[Problem] In the entries below, print exactly the lines from the first through the one with "--target calm water surface", both included, and none of the pictures.

[[ Given data open ]]

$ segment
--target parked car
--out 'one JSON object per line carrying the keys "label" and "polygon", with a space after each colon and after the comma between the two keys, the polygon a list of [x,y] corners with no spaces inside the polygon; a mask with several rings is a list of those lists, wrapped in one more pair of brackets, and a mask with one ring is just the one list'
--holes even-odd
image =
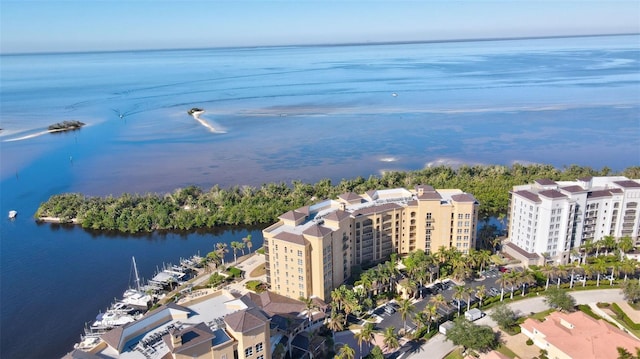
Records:
{"label": "parked car", "polygon": [[390,306],[388,304],[384,307],[384,311],[387,314],[393,314],[393,313],[396,312],[395,308],[393,308],[392,306]]}
{"label": "parked car", "polygon": [[464,313],[464,317],[467,318],[468,321],[473,322],[474,320],[478,320],[484,316],[484,313],[478,309],[473,308]]}

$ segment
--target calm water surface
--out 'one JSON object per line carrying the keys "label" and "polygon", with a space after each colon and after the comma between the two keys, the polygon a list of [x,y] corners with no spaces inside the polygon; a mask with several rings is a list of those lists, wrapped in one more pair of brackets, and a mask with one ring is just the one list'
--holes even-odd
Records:
{"label": "calm water surface", "polygon": [[[339,180],[434,164],[640,164],[640,36],[2,56],[3,358],[59,357],[163,262],[259,229],[36,225],[60,192]],[[203,122],[186,114],[206,110]],[[43,134],[80,120],[80,131]],[[213,130],[212,130],[213,129]]]}

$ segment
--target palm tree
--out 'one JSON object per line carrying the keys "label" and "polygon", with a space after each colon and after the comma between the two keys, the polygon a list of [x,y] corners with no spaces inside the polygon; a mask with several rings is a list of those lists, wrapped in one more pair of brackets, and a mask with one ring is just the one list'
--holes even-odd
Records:
{"label": "palm tree", "polygon": [[624,273],[624,281],[626,282],[629,278],[629,274],[635,273],[636,268],[638,267],[638,261],[634,259],[624,258],[620,262],[620,273]]}
{"label": "palm tree", "polygon": [[436,306],[436,308],[438,308],[442,305],[446,305],[447,300],[444,298],[442,294],[437,294],[431,297],[431,299],[429,299],[429,303],[432,303],[433,305]]}
{"label": "palm tree", "polygon": [[620,250],[620,260],[624,260],[625,254],[633,249],[633,240],[629,236],[618,239],[618,249]]}
{"label": "palm tree", "polygon": [[225,265],[224,255],[225,253],[229,253],[229,250],[227,249],[227,244],[226,243],[216,244],[216,250],[218,251],[218,255],[220,256],[220,259],[222,259],[222,265]]}
{"label": "palm tree", "polygon": [[356,356],[356,351],[348,344],[343,344],[336,355],[336,358],[339,359],[354,359]]}
{"label": "palm tree", "polygon": [[528,269],[525,269],[518,278],[520,284],[522,284],[522,296],[524,297],[525,288],[527,285],[531,285],[535,283],[535,279],[533,278],[533,274]]}
{"label": "palm tree", "polygon": [[344,316],[335,309],[331,310],[331,316],[327,320],[327,328],[333,333],[344,330]]}
{"label": "palm tree", "polygon": [[362,343],[371,343],[371,341],[375,338],[375,333],[373,331],[374,327],[372,323],[366,323],[359,332],[355,334],[355,338],[358,340],[358,346],[360,347],[360,358],[363,357],[362,353]]}
{"label": "palm tree", "polygon": [[607,271],[607,262],[601,257],[597,257],[591,264],[591,268],[598,275],[596,287],[600,286],[600,275]]}
{"label": "palm tree", "polygon": [[509,276],[509,272],[502,272],[500,277],[496,279],[496,284],[500,285],[500,301],[504,299],[504,287],[511,284],[511,277]]}
{"label": "palm tree", "polygon": [[346,289],[347,288],[342,285],[331,291],[331,300],[338,307],[338,310],[342,310],[342,305],[346,298]]}
{"label": "palm tree", "polygon": [[605,249],[605,255],[609,255],[609,251],[617,247],[616,239],[613,236],[604,236],[599,241],[602,243],[602,248]]}
{"label": "palm tree", "polygon": [[364,272],[360,275],[360,285],[364,292],[367,294],[367,297],[371,298],[371,289],[373,289],[373,278],[369,271]]}
{"label": "palm tree", "polygon": [[595,245],[593,244],[593,241],[589,239],[582,243],[580,249],[584,251],[584,256],[582,257],[582,264],[584,265],[587,263],[587,257],[589,254],[595,249]]}
{"label": "palm tree", "polygon": [[400,300],[400,308],[398,308],[398,311],[400,312],[400,316],[402,317],[402,321],[404,322],[404,331],[407,331],[407,315],[409,313],[412,313],[415,310],[415,307],[413,306],[413,304],[411,304],[411,301],[409,299],[402,299]]}
{"label": "palm tree", "polygon": [[556,274],[556,280],[557,280],[556,288],[560,288],[560,280],[562,278],[565,278],[567,276],[567,274],[569,274],[569,272],[567,271],[567,267],[563,266],[563,265],[557,266],[555,274]]}
{"label": "palm tree", "polygon": [[433,323],[434,319],[436,319],[438,316],[438,306],[436,304],[428,304],[424,308],[424,313],[427,314],[427,317],[429,318],[429,328],[427,329],[427,331],[430,332],[431,323]]}
{"label": "palm tree", "polygon": [[482,308],[482,300],[487,296],[487,287],[483,285],[476,287],[476,298],[480,300],[480,306],[478,308]]}
{"label": "palm tree", "polygon": [[216,251],[211,251],[207,253],[207,256],[205,258],[207,259],[207,268],[209,268],[209,263],[213,263],[214,267],[217,270],[218,266],[222,264],[222,259],[220,258],[220,254]]}
{"label": "palm tree", "polygon": [[233,250],[233,262],[238,262],[238,250],[240,249],[240,245],[242,243],[233,241],[231,242],[231,249]]}
{"label": "palm tree", "polygon": [[[249,250],[249,254],[251,254],[251,247],[253,247],[253,243],[251,243],[251,235],[247,234],[246,237],[242,238],[242,242],[244,242],[245,246],[247,246],[247,249]],[[244,255],[244,251],[242,252],[242,255]]]}
{"label": "palm tree", "polygon": [[460,301],[466,294],[467,289],[463,285],[457,285],[453,288],[453,299],[458,300],[458,316],[460,316]]}
{"label": "palm tree", "polygon": [[544,286],[544,290],[547,290],[549,289],[549,281],[551,280],[551,277],[553,277],[556,273],[556,269],[548,264],[545,264],[542,266],[542,268],[540,268],[540,273],[547,277],[547,284],[545,284]]}
{"label": "palm tree", "polygon": [[[426,310],[427,308],[425,308]],[[416,325],[416,333],[419,332],[422,328],[427,326],[431,321],[429,318],[429,314],[426,311],[417,312],[413,315],[413,324]]]}
{"label": "palm tree", "polygon": [[299,300],[304,303],[304,309],[307,311],[307,317],[309,322],[313,321],[313,311],[318,309],[318,306],[311,298],[300,297]]}
{"label": "palm tree", "polygon": [[466,288],[465,291],[467,294],[467,311],[469,311],[469,309],[471,309],[471,296],[475,293],[475,289],[469,287]]}
{"label": "palm tree", "polygon": [[396,328],[394,326],[389,326],[385,328],[383,336],[384,339],[382,342],[389,350],[394,350],[400,346],[400,342],[398,341],[398,336],[395,333]]}

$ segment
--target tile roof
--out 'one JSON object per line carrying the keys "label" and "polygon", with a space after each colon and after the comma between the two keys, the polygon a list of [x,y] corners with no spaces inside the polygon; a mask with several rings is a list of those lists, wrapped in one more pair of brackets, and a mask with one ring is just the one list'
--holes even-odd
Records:
{"label": "tile roof", "polygon": [[529,333],[537,330],[544,340],[572,358],[616,358],[617,347],[632,353],[640,347],[640,341],[629,334],[580,311],[553,312],[544,322],[529,318],[521,326]]}
{"label": "tile roof", "polygon": [[543,196],[547,198],[567,198],[566,195],[562,194],[562,192],[555,189],[548,189],[546,191],[538,192],[538,196]]}
{"label": "tile roof", "polygon": [[476,198],[469,193],[454,194],[453,196],[451,196],[451,200],[453,200],[454,202],[477,202]]}
{"label": "tile roof", "polygon": [[513,194],[518,195],[520,197],[524,197],[524,198],[528,199],[529,201],[540,202],[540,197],[538,197],[537,194],[535,194],[533,192],[529,192],[527,190],[513,192]]}
{"label": "tile roof", "polygon": [[332,232],[332,230],[330,230],[327,227],[323,227],[323,226],[321,226],[319,224],[314,224],[311,227],[305,229],[304,232],[302,232],[302,233],[306,234],[308,236],[322,238],[322,237],[326,236],[327,234],[329,234],[331,232]]}
{"label": "tile roof", "polygon": [[423,190],[425,192],[434,192],[435,188],[433,188],[432,186],[429,186],[428,184],[421,184],[421,185],[417,185],[416,186],[416,190]]}
{"label": "tile roof", "polygon": [[577,193],[577,192],[582,192],[584,191],[584,188],[580,187],[580,186],[566,186],[566,187],[560,187],[561,190],[563,191],[567,191],[567,192],[571,192],[571,193]]}
{"label": "tile roof", "polygon": [[338,195],[338,198],[345,200],[347,202],[352,202],[352,201],[357,201],[357,200],[362,200],[362,197],[356,193],[353,192],[347,192],[347,193],[343,193]]}
{"label": "tile roof", "polygon": [[555,181],[552,181],[548,178],[540,178],[534,181],[535,183],[541,185],[541,186],[551,186],[551,185],[555,185],[557,184]]}
{"label": "tile roof", "polygon": [[640,183],[638,183],[636,181],[632,181],[632,180],[615,181],[613,183],[615,183],[618,186],[623,187],[623,188],[640,188]]}
{"label": "tile roof", "polygon": [[422,200],[441,200],[442,196],[438,192],[424,192],[421,195],[417,196],[418,199]]}
{"label": "tile roof", "polygon": [[306,217],[304,213],[300,213],[296,210],[293,210],[281,215],[279,218],[286,219],[289,221],[297,221],[299,219],[303,219],[304,217]]}
{"label": "tile roof", "polygon": [[176,354],[186,354],[193,347],[204,342],[213,342],[215,335],[205,323],[199,323],[194,326],[187,327],[176,334],[180,336],[182,345],[173,349]]}
{"label": "tile roof", "polygon": [[269,318],[258,308],[248,308],[224,317],[227,327],[237,333],[244,333],[269,323]]}
{"label": "tile roof", "polygon": [[336,211],[333,211],[329,214],[327,214],[326,216],[324,216],[324,219],[329,220],[329,221],[341,221],[345,218],[349,218],[349,213],[345,212],[341,209],[338,209]]}
{"label": "tile roof", "polygon": [[587,193],[587,198],[611,197],[611,191],[608,189],[591,191]]}
{"label": "tile roof", "polygon": [[505,243],[504,246],[513,249],[514,251],[520,253],[522,256],[524,256],[527,259],[539,259],[540,258],[540,255],[538,255],[537,253],[529,253],[529,252],[525,251],[524,249],[518,247],[517,245],[515,245],[512,242]]}
{"label": "tile roof", "polygon": [[280,239],[285,242],[306,245],[307,242],[304,240],[304,237],[301,234],[289,233],[289,232],[280,232],[273,236],[275,239]]}

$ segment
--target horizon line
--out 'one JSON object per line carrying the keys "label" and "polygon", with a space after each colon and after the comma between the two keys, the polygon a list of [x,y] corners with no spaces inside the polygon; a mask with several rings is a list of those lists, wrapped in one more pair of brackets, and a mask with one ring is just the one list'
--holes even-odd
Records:
{"label": "horizon line", "polygon": [[76,50],[76,51],[34,51],[34,52],[9,52],[0,53],[0,56],[23,55],[63,55],[63,54],[94,54],[94,53],[119,53],[119,52],[154,52],[154,51],[185,51],[185,50],[214,50],[214,49],[258,49],[258,48],[284,48],[284,47],[340,47],[340,46],[381,46],[381,45],[410,45],[410,44],[439,44],[456,42],[483,42],[483,41],[512,41],[512,40],[536,40],[536,39],[562,39],[581,37],[608,37],[608,36],[633,36],[640,32],[612,33],[612,34],[575,34],[575,35],[547,35],[547,36],[516,36],[516,37],[479,37],[479,38],[454,38],[436,40],[407,40],[407,41],[376,41],[376,42],[337,42],[314,44],[281,44],[281,45],[247,45],[247,46],[206,46],[206,47],[175,47],[175,48],[151,48],[151,49],[120,49],[120,50]]}

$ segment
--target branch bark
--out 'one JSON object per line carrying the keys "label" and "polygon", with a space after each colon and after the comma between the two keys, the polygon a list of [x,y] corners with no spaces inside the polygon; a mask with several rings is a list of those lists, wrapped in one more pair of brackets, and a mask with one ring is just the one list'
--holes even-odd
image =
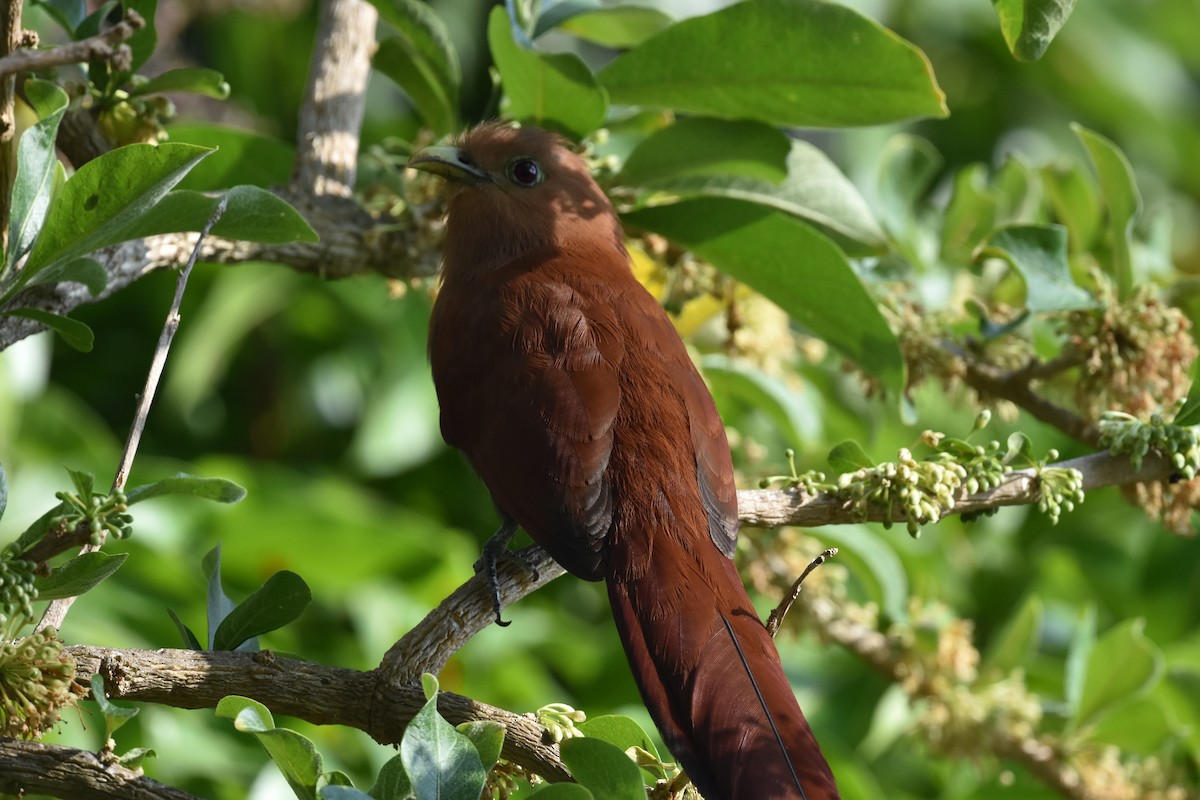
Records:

[[ Given data closed ]]

[Task answer]
$ segment
--target parked car
--out 'one JSON object per line carrying the keys "label" and "polygon", with a space after each colon and after the comma between the two keys, the polygon a list of [x,y] corners with no spaces inside the polygon; a mask with several rings is a list of those lists, wrapped in one more pair of brackets, and a mask with one ring is just the one list'
--holes even-odd
image =
Records:
{"label": "parked car", "polygon": [[390,306],[388,304],[384,307],[384,311],[387,314],[393,314],[393,313],[396,312],[395,308],[393,308],[392,306]]}
{"label": "parked car", "polygon": [[464,313],[464,317],[467,318],[468,321],[473,322],[474,320],[478,320],[484,316],[484,313],[478,309],[473,308]]}

$ segment
--target calm water surface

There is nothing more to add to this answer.